Task details:
Retype the whole listing below, character for character.

·····

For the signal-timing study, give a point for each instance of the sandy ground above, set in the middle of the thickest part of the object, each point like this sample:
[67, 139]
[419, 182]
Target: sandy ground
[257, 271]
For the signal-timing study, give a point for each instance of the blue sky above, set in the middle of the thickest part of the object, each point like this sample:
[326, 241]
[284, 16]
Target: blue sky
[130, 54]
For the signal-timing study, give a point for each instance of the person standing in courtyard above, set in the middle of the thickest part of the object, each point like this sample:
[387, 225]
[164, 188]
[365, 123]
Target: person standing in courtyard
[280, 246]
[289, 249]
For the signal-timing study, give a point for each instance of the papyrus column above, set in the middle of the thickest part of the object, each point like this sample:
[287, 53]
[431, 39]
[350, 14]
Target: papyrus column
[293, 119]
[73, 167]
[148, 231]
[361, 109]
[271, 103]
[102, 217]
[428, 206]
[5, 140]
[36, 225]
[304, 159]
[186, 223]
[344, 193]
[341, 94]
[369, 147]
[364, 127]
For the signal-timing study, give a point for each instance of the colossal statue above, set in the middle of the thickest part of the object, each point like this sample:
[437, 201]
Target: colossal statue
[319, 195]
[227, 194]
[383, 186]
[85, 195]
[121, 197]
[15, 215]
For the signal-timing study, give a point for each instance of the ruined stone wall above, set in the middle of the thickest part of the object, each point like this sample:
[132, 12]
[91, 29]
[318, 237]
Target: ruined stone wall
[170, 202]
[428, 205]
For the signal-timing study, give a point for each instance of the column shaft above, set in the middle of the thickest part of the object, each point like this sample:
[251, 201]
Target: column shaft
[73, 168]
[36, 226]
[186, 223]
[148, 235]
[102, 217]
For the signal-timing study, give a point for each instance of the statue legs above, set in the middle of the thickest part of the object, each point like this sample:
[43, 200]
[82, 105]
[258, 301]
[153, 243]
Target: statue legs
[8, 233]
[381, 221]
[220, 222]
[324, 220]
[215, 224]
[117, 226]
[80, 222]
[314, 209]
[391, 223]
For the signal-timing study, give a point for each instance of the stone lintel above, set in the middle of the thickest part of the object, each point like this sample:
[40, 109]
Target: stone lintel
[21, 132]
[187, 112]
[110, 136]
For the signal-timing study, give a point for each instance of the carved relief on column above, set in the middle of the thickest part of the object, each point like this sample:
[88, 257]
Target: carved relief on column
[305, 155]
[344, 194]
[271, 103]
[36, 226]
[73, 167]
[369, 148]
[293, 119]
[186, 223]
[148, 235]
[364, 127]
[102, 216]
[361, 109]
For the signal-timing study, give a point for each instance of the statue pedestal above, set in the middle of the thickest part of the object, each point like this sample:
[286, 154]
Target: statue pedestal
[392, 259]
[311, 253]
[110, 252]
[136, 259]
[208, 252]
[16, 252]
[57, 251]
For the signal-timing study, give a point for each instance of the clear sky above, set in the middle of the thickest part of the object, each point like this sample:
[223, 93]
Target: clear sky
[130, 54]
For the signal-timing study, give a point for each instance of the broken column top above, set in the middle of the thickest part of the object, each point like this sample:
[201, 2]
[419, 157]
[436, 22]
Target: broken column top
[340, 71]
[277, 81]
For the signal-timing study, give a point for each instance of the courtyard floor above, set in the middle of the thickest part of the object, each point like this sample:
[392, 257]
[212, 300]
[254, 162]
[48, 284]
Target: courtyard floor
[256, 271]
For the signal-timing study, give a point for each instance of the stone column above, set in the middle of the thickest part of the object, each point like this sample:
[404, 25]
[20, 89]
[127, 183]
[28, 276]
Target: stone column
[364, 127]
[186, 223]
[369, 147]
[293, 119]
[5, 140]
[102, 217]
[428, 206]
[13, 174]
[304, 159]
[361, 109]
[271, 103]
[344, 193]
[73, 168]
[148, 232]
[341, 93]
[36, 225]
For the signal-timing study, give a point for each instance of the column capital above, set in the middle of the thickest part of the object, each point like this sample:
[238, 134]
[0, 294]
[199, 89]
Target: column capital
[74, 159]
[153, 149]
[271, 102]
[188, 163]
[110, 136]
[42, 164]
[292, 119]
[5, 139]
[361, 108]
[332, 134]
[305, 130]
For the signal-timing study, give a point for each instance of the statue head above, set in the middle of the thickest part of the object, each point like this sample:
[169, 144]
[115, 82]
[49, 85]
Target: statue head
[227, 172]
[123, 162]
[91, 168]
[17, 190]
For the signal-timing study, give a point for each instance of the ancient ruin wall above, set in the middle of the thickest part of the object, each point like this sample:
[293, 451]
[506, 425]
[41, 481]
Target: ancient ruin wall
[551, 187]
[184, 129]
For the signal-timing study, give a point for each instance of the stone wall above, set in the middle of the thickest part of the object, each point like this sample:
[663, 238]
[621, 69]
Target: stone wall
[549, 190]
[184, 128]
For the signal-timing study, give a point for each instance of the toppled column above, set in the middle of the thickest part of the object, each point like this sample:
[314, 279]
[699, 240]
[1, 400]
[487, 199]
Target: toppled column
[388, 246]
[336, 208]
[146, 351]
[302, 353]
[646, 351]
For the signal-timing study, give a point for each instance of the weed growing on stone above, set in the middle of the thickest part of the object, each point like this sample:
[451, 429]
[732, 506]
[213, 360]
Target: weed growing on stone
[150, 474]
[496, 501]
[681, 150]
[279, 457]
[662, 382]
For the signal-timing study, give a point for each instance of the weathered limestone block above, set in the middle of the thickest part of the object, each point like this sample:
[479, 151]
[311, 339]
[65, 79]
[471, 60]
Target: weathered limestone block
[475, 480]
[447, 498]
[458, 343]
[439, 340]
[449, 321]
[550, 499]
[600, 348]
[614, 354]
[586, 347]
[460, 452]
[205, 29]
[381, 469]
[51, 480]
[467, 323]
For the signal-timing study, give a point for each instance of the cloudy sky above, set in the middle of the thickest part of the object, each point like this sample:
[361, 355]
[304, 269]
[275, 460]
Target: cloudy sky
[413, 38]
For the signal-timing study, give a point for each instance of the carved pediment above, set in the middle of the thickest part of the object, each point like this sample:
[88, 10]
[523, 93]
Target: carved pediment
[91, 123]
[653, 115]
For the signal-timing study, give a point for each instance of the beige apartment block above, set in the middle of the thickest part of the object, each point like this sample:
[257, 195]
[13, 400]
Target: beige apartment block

·····

Exercise response:
For the signal-timing study, give a point for each instance of the sandy ground above, set in the middle of the thickest part of the object, each point like this sample:
[67, 139]
[419, 182]
Target: sandy ground
[257, 271]
For the signal-timing study, give a point for each instance of the blue sky above, set in the middle of the thickest part of the object, each point like this sample:
[326, 241]
[284, 16]
Target: blue sky
[130, 54]
For the signal-timing study, give a point for each instance of the person standing in courtyard above, set in the middle of the thickest part of the object, each point like this sample:
[387, 225]
[164, 188]
[365, 123]
Target: person standing in courtyard
[280, 246]
[289, 249]
For the signal-timing study, give a point for each instance of the papyrus column above, set in the middle of the thickest part of the object, each point like this sample:
[287, 53]
[431, 39]
[350, 14]
Target: papyrus column
[293, 119]
[73, 167]
[148, 231]
[361, 109]
[271, 103]
[102, 217]
[428, 206]
[5, 140]
[36, 225]
[304, 159]
[186, 223]
[344, 193]
[341, 94]
[369, 147]
[364, 127]
For the signal-timing study, give a point for each instance of the colossal statue above, set in the middle of the thickest part of the object, each point like this sample:
[437, 201]
Target: colossal statue
[319, 195]
[227, 194]
[383, 186]
[85, 195]
[121, 197]
[15, 215]
For the signal-timing study, give a point for each instance of the ruined stone wall above, set in the middle of the thickest part of the object, each point like this sample:
[132, 12]
[91, 29]
[318, 237]
Target: ruined stone wall
[170, 202]
[428, 205]
For the signal-timing study, give a point for each instance of the column shaft above, set in the middle of the thickest part of the object, each point like this sample:
[251, 201]
Target: column shaft
[73, 168]
[36, 226]
[186, 223]
[148, 235]
[102, 217]
For the signal-timing study, give a point for each instance of the statue legs above, set in the middle of the thickest part of the object, each point like this sample:
[43, 200]
[82, 105]
[258, 301]
[153, 243]
Target: statue legs
[8, 233]
[381, 221]
[220, 222]
[324, 220]
[215, 224]
[117, 226]
[80, 222]
[314, 209]
[391, 223]
For the signal-timing study, give a point for each instance of the stone lintel above, set in the middle of the thickest part of the object, each point like this sample:
[40, 109]
Target: stone lintel
[21, 132]
[187, 112]
[110, 136]
For the signal-timing study, give a point for each instance of the carved relief on column above, set in the middle of the thickest part of the object, each point like this sample:
[88, 257]
Target: carved relief on column
[305, 155]
[344, 194]
[271, 103]
[36, 226]
[73, 167]
[369, 148]
[293, 119]
[186, 223]
[148, 235]
[364, 127]
[102, 216]
[361, 109]
For the signal-timing study, give a point for each instance of the statue pedestal above, set in the middle of the thickest part of the object, each point like this sample:
[286, 154]
Target: statue pedestal
[392, 259]
[311, 253]
[110, 252]
[136, 259]
[208, 252]
[16, 252]
[57, 251]
For the signal-timing study, give a point for each instance of the clear sky above, set in the middle of the thickest part of the object, each point like this sample:
[223, 93]
Target: clear sky
[130, 54]
For the signal-timing study, give a point for each instance of the broken column top above, set in the middle of the thickest part of the object, each point like this sample:
[201, 2]
[419, 157]
[436, 22]
Target: broken column top
[340, 71]
[277, 81]
For the signal-timing study, give a point for each instance of the courtyard floor above, set in the middle of the thickest part of the object, each point like this sample:
[392, 257]
[212, 300]
[254, 162]
[48, 284]
Target: courtyard floor
[256, 271]
For the signal-timing study, give a point for each instance of the stone column above, set in the middle of the thickest part of the object, each point like this sample:
[404, 25]
[20, 89]
[127, 183]
[28, 276]
Target: stone column
[364, 127]
[186, 223]
[369, 147]
[293, 119]
[5, 140]
[102, 217]
[428, 206]
[13, 174]
[304, 159]
[361, 109]
[271, 103]
[344, 193]
[73, 168]
[148, 232]
[341, 93]
[36, 225]
For the signal-timing study, give a point for each instance of the column capital above, set in the middle of the thickest part of the object, each point like this sample:
[238, 134]
[0, 294]
[199, 89]
Target: column capital
[74, 159]
[153, 149]
[271, 102]
[188, 163]
[110, 136]
[42, 164]
[292, 119]
[5, 139]
[361, 108]
[332, 134]
[305, 130]
For the signal-timing study, give a point for each instance of the statue head above, set in the middle of the thickest part of the object, each point like this sample:
[169, 144]
[115, 82]
[49, 85]
Target: statue head
[227, 172]
[123, 162]
[91, 168]
[17, 190]
For the signal-timing study, give a point for each instance of the ancient ruin wall above, set in the middle of the thickest part of the object, each point like this sample:
[293, 451]
[506, 425]
[41, 481]
Target: ancient ruin wall
[551, 187]
[184, 129]
For the signal-timing study, give a point for each instance of the stone wall above, set in the middle of the thickest part of the object, each point like this sample:
[663, 238]
[621, 69]
Target: stone wall
[549, 190]
[184, 128]
For the signal-timing study, give a point for each instance of the toppled column above, set in the middle of the thickest part of the object, each point like this sample:
[314, 279]
[699, 240]
[1, 400]
[487, 199]
Target: toppled column
[388, 246]
[336, 208]
[146, 351]
[302, 353]
[646, 351]
For the signal-timing study, give a point for each instance of the weed growing on stone above, set in the middle of the thickest part of the object, each point like this sample:
[451, 429]
[732, 506]
[213, 360]
Target: weed growing on stone
[150, 474]
[496, 501]
[681, 150]
[279, 457]
[662, 382]
For the signal-timing study, give a point for each instance of the weathered limestone block above, set in the middle of the thickest part of the object, each point like this sample:
[479, 151]
[311, 339]
[65, 79]
[471, 60]
Target: weathered limestone block
[475, 480]
[447, 498]
[458, 343]
[439, 340]
[449, 321]
[550, 499]
[600, 348]
[614, 354]
[586, 347]
[460, 452]
[205, 29]
[381, 469]
[51, 480]
[467, 323]
For the signal-timing study, give a point for each instance of the cloudy sky above, set in the middle of the thickest part of the object, each point like this sample:
[361, 355]
[304, 269]
[275, 460]
Target: cloudy sky
[413, 38]
For the signal-timing study, give a point for each instance of the carved pediment above, set in the middle of the thickest part of the object, each point like this sample:
[88, 10]
[523, 93]
Target: carved pediment
[91, 123]
[653, 115]
For the signal-timing study, give a point for each instance of the beige apartment block above, set in the middle of the thickest part of the object, each point like this sample:
[257, 195]
[13, 400]
Target: beige apartment block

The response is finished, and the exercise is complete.